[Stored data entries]

○ ○ ○ ○ ○

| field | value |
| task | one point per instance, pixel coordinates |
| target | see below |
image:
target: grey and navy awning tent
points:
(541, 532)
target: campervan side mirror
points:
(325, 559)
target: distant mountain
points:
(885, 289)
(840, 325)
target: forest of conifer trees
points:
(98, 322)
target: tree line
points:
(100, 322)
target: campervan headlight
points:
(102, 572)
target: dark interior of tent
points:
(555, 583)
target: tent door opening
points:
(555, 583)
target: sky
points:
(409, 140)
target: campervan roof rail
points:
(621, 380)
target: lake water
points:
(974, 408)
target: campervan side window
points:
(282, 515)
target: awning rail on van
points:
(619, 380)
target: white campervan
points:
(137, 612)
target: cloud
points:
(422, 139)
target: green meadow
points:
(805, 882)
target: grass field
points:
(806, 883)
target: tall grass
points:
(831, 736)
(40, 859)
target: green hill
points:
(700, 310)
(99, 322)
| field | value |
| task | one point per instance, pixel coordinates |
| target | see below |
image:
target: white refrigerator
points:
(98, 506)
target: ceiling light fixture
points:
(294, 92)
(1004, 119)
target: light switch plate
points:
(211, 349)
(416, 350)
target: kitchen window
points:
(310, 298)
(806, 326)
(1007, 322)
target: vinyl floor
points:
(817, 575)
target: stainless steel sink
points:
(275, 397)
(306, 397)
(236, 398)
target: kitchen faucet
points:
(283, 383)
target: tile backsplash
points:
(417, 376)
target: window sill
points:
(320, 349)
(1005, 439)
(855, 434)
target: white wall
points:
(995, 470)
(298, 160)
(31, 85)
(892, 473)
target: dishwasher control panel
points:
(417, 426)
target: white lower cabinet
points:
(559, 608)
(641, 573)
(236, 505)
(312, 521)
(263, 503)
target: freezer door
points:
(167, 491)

○ ○ ○ ○ ○

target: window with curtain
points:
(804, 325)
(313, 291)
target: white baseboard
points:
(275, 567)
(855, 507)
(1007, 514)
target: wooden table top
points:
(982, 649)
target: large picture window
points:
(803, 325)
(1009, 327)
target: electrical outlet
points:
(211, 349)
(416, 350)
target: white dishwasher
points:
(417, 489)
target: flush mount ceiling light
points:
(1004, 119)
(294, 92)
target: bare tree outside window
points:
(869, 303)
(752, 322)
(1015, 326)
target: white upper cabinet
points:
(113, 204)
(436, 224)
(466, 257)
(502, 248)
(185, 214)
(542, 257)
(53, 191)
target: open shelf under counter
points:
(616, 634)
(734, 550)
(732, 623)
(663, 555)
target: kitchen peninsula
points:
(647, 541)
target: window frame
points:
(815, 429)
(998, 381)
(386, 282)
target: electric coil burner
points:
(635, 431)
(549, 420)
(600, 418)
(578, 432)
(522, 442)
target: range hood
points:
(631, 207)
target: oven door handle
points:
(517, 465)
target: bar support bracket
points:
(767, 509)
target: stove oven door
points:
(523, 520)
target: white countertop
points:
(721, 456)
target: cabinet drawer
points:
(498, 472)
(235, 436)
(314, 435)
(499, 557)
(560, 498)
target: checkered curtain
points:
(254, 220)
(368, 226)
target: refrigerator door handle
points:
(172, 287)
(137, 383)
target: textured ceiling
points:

○ ○ ○ ○ ○

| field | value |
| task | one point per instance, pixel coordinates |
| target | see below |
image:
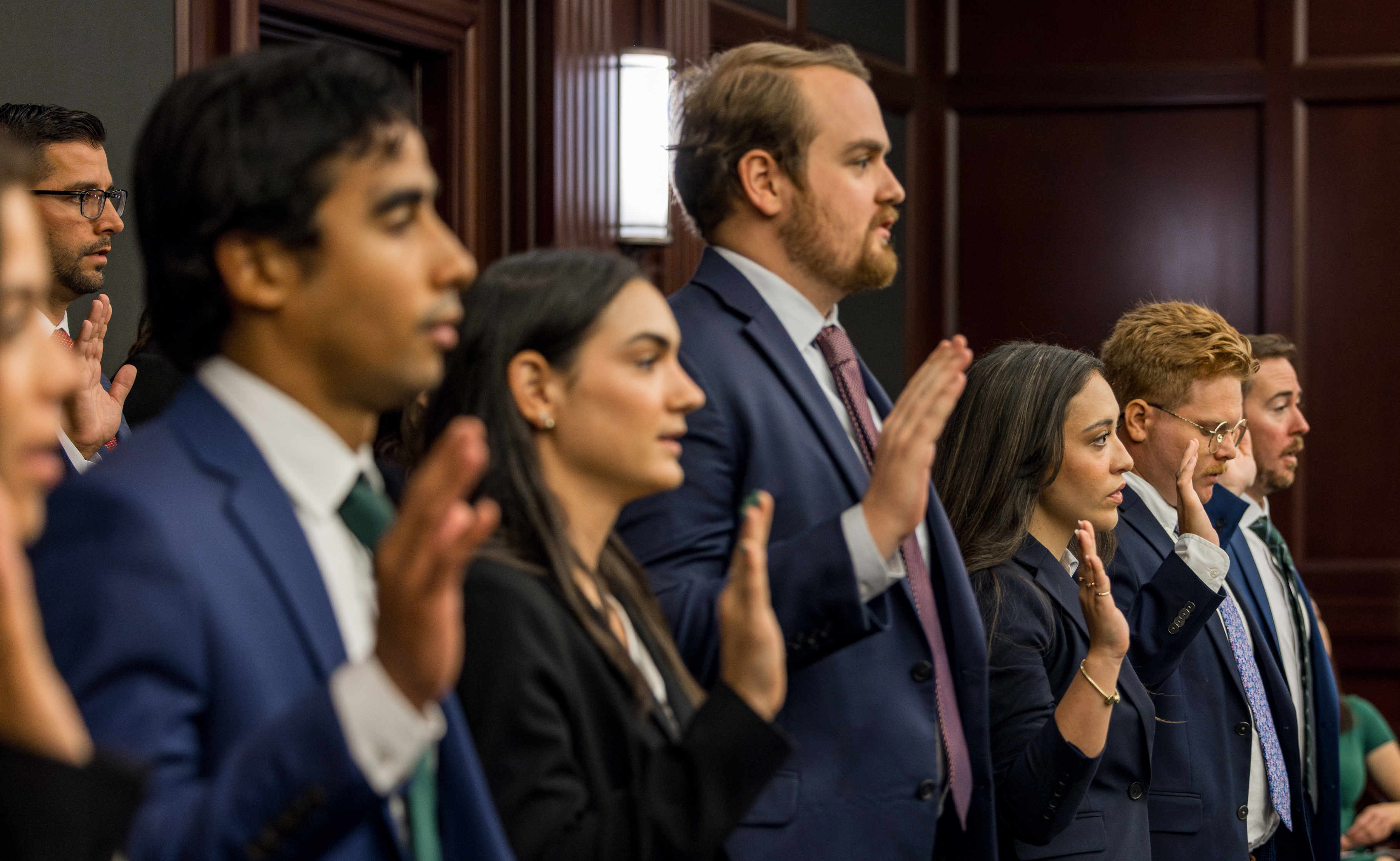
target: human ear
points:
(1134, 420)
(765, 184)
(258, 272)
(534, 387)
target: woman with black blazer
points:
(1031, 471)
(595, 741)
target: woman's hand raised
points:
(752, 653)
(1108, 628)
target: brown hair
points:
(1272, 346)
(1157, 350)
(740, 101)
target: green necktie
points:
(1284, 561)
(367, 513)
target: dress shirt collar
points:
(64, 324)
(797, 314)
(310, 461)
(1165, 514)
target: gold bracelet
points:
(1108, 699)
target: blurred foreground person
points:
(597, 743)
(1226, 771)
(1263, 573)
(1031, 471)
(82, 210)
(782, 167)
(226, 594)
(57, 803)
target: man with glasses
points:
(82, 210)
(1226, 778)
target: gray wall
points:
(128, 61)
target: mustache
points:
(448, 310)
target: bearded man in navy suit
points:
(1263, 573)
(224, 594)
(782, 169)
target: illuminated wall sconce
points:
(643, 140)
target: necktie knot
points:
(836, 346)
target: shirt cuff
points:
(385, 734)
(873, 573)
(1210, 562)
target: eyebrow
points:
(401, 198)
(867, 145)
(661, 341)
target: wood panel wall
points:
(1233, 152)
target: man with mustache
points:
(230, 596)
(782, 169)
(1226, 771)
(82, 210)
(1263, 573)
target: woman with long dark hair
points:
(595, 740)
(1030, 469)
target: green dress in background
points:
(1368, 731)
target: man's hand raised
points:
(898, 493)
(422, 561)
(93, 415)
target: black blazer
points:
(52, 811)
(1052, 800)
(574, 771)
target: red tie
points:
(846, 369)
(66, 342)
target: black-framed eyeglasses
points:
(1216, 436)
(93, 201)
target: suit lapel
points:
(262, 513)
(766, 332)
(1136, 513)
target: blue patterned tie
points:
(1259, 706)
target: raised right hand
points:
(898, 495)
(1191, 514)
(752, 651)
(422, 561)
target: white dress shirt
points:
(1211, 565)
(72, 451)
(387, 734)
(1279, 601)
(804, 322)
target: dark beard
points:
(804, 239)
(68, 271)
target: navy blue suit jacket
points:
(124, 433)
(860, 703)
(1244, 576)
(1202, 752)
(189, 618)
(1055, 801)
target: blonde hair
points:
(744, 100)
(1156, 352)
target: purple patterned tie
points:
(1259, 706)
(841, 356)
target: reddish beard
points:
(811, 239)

○ ○ ○ ○ ○

• _Direction_: Gather every line above that contains the word "mustache", matching its case exactly.

• _Task result_:
target: mustache
target: man with mustache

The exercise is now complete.